* [Texte fourni]
Chapitre 1 : The rise of Sepp Blatter
La FIFA voit le jour en 1904. C’est une association à but non lucratif qui a pour objectif la cohésion sociale. Longtemps elle reste à échelle humaine, à hauteur de gazon. Mais tout change en 1974 quand l’industriel brésilien Joao Havelange succède à l’arbitre britannique Stanley Rous à la tête de l’institution. Havelange a fondé sa campagne sur le bannissement de l’Afrique du Sud de l’apartheid mais il a aussi promis beaucoup d’argent à droite et à gauche. La politique et le capitalisme viennent de prendre leurs quartiers à la FIFA. C’est là qu’entre en scène un spécialiste du marketing, un certain Sepp Blatter, avec pour mission d’aller chercher l’argent qui fait défaut. Le Suisse convainc Coca-Cola. Adidas et KLM suivent.
La Coupe du Monde 1978 devient un produit en même temps qu’elle s’acoquine avec l’un des dirigeants les plus abjects du XXe siècle : le Général Videla. « Je ne fais pas de politique », aime à répéter Havelange. En réalité, il pratique la pire : soutenir un dictateur en acceptant d’être sa marionnette. Le péché originel a été commis. Les fondations sont posées. L’Argentine, premier exemple de football washing avant la Russie et le Qatar, a écrit le manuel du parfait savoir-faire à l’usage des dirigeants de la FIFA.

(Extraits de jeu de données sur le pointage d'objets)
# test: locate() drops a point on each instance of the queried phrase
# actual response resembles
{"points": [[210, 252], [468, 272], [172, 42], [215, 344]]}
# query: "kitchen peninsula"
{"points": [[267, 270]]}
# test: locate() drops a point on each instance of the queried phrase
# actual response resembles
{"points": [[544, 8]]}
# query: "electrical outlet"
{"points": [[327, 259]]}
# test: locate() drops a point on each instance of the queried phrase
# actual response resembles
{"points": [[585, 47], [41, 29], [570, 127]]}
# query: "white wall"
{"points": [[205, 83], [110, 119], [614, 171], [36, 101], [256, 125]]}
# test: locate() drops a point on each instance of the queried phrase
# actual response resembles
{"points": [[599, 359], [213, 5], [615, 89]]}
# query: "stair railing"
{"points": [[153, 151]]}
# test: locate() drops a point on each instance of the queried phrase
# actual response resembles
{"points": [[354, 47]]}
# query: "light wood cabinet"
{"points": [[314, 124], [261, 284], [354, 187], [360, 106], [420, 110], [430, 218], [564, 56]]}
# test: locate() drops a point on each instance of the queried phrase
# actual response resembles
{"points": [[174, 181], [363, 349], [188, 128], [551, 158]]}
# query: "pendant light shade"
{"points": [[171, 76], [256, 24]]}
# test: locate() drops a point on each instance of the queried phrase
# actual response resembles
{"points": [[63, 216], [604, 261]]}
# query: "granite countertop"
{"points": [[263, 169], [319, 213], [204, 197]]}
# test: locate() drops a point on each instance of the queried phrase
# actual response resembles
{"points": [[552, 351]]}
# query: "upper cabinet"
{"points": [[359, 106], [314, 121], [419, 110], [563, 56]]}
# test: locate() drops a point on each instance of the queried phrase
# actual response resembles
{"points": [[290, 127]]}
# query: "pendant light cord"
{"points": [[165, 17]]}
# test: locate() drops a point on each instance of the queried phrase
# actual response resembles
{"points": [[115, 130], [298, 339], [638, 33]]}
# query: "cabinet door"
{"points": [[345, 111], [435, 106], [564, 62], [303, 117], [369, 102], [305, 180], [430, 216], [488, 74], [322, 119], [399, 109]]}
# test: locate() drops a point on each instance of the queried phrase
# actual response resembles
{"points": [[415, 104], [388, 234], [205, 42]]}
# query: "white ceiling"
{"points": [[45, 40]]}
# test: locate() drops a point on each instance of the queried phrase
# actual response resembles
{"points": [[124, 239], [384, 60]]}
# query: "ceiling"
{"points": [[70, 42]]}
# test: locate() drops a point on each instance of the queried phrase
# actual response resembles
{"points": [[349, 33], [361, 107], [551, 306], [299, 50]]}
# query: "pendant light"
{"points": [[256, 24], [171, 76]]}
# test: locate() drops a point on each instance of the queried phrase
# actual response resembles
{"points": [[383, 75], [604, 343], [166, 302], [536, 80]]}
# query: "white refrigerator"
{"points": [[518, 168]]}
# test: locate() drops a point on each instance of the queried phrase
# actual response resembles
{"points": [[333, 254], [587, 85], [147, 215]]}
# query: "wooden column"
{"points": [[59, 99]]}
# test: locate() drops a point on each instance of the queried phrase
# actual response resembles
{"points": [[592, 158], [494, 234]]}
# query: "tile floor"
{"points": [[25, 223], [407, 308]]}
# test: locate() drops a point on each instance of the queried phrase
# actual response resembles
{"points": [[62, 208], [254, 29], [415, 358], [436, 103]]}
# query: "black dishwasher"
...
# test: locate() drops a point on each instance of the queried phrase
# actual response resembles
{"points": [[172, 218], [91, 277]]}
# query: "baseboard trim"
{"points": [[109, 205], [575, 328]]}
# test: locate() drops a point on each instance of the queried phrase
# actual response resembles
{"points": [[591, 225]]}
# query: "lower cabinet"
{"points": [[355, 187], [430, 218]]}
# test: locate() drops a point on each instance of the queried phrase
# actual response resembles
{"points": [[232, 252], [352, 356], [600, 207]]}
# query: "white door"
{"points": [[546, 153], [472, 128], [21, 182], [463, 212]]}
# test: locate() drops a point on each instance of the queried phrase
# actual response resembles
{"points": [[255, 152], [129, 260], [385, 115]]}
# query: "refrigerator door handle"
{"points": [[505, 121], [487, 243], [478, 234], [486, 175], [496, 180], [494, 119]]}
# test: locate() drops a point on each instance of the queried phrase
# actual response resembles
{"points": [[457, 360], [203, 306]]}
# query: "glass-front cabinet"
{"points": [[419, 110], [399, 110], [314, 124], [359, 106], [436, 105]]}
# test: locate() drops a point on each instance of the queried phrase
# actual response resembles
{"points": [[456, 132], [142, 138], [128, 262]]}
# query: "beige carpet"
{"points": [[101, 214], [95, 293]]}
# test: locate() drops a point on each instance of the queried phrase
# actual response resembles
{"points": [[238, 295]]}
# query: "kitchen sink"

* [Tâches à réaliser]
A. Selon le texte sur la FIFA, en quelle année Joao Havelange prend-il la tête de l'institution à la place de Stanley Rous ?
B. Indiquez si chacune des affirmations suivantes concorde avec le texte sur la FIFA, en répondant par oui ou par non et en citant les mots décisifs du texte : (i) La FIFA a été fondée en 1904. (ii) Stanley Rous était un industriel brésilien. (iii) Sepp Blatter a convaincu Coca-Cola.
C. Recopiez fidèlement le passage du texte sur la FIFA qui va de « La Coupe du » jusqu'à « de la FIFA. ».

* [Réponses dans l'ordre]
A. En 1974.

B.
(i) Oui : « La FIFA voit le jour en 1904. »
(ii) Non : « l’arbitre britannique Stanley Rous »
(iii) Oui : « Le Suisse convainc Coca-Cola. »

C.
La Coupe du Monde 1978 devient un produit en même temps qu’elle s’acoquine avec l’un des dirigeants les plus abjects du XXe siècle : le Général Videla. « Je ne fais pas de politique », aime à répéter Havelange. En réalité, il pratique la pire : soutenir un dictateur en acceptant d’être sa marionnette. Le péché originel a été commis. Les fondations sont posées. L’Argentine, premier exemple de football washing avant la Russie et le Qatar, a écrit le manuel du parfait savoir-faire à l’usage des dirigeants de la FIFA.